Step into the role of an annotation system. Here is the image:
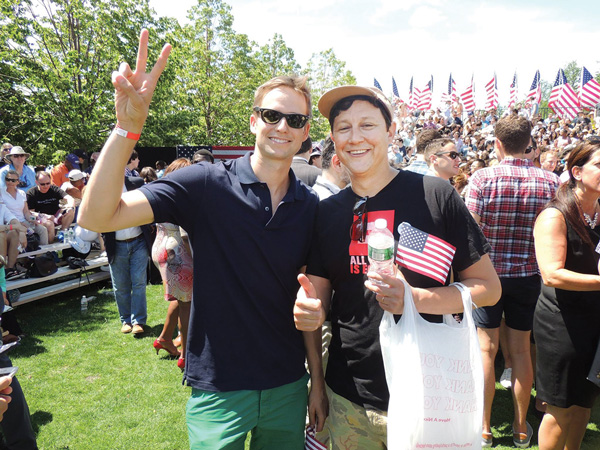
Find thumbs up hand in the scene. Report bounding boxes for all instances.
[294,274,325,331]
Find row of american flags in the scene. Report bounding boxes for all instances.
[374,67,600,119]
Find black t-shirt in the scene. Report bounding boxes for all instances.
[27,184,67,216]
[307,171,491,411]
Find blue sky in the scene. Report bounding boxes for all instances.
[150,0,600,108]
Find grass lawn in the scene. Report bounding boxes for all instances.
[3,284,600,450]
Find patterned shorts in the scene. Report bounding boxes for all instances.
[327,387,387,450]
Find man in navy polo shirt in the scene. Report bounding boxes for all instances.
[80,30,318,449]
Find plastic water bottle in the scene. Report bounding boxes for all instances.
[367,219,395,286]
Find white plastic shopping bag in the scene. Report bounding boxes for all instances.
[379,283,483,450]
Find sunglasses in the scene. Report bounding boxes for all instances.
[435,152,460,160]
[350,197,369,242]
[253,106,310,128]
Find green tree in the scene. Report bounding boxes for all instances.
[0,0,169,163]
[255,33,300,84]
[166,0,256,145]
[564,61,581,92]
[303,48,356,141]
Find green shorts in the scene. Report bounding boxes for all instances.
[327,386,387,450]
[186,374,308,450]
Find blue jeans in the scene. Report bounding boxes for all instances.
[110,234,148,325]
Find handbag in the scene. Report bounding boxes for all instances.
[29,252,58,277]
[587,336,600,387]
[379,283,483,450]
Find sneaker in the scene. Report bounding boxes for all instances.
[513,422,533,448]
[481,431,492,448]
[5,267,27,281]
[500,367,512,389]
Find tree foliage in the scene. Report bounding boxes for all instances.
[303,48,356,141]
[0,0,171,162]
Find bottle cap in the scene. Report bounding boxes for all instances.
[375,219,387,230]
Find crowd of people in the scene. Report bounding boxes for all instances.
[0,30,600,450]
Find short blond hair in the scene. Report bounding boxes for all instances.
[252,76,312,116]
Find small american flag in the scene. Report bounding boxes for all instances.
[417,75,433,111]
[579,67,600,108]
[508,72,518,108]
[548,69,579,119]
[304,425,327,450]
[527,70,542,105]
[392,77,400,100]
[408,77,420,109]
[485,73,498,109]
[396,222,456,284]
[441,73,456,103]
[460,76,475,111]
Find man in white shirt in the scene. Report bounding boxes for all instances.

§ **WHAT YOU SHOULD DO**
Copy the records above line for line, without changing a word, and leave out the pictures.

§ **FULL RESPONSE**
Step into the role of an annotation system. Here is the image:
Find thumbs up hand in the scene. Report bounding boxes for all instances.
[294,274,325,331]
Find row of american flags in the scene. Report bounding boxes for all instances.
[374,67,600,119]
Find black t-shirt in the scene. Report bounding boxes for all instances.
[27,184,67,216]
[307,171,491,411]
Find blue sky in the scene. Report bounding boxes for all instances.
[150,0,600,108]
Find grass lawn in the scene. Report bounding boxes for all instances.
[3,284,600,450]
Find patterned shorts in the scene. Report bounding boxes for all instances.
[327,387,387,450]
Find man in navy polo shirt in the scene. Report bounding boxes for all instances.
[80,30,318,449]
Find plastic water bottle in the scene. Report bounding boxes for all instances.
[367,219,395,286]
Find white plastic shopping bag in the scene. Report bounding boxes for all instances.
[379,283,483,450]
Find sunglasses in the scene. Report bounding boxes for all instances.
[435,152,460,160]
[350,197,369,242]
[253,106,310,128]
Find green tree in the scene. Report bounding boxes for all instances.
[0,0,169,163]
[255,33,300,84]
[166,0,256,145]
[564,61,581,92]
[303,48,356,141]
Find green shorts in the scene. Report bounding boxes for all instances.
[327,386,387,450]
[186,374,308,450]
Find blue jeans in the scene. Report bounding boxes for all instances.
[110,234,148,325]
Find handbag in the scene. Report bounding boxes for all instances.
[29,252,58,277]
[587,336,600,387]
[379,283,483,450]
Find sneaker in the scene. Report bounding boxes for all instances.
[513,422,533,448]
[481,431,492,448]
[5,267,27,281]
[500,367,512,389]
Find tree foliage in the scene. Report bounding boxes for all instances.
[303,48,356,141]
[0,0,171,162]
Find bottle cap in the scene. Report bounding boxes for all instances.
[375,219,387,230]
Find crowd of people in the scene. Report bounding boxes for all instances.
[0,30,600,450]
Find short blond hair in the scene. Report bounding boxes for all instances.
[252,76,312,116]
Find small american flag in the scene. Report bounding boxes for all instances.
[417,75,433,111]
[579,67,600,108]
[508,72,518,108]
[548,69,579,119]
[304,425,327,450]
[527,70,542,105]
[392,77,400,100]
[408,77,420,109]
[485,73,498,109]
[396,222,456,284]
[441,73,456,103]
[460,76,475,111]
Find man in white shirt in the scene. Report bounding boxes for all instances.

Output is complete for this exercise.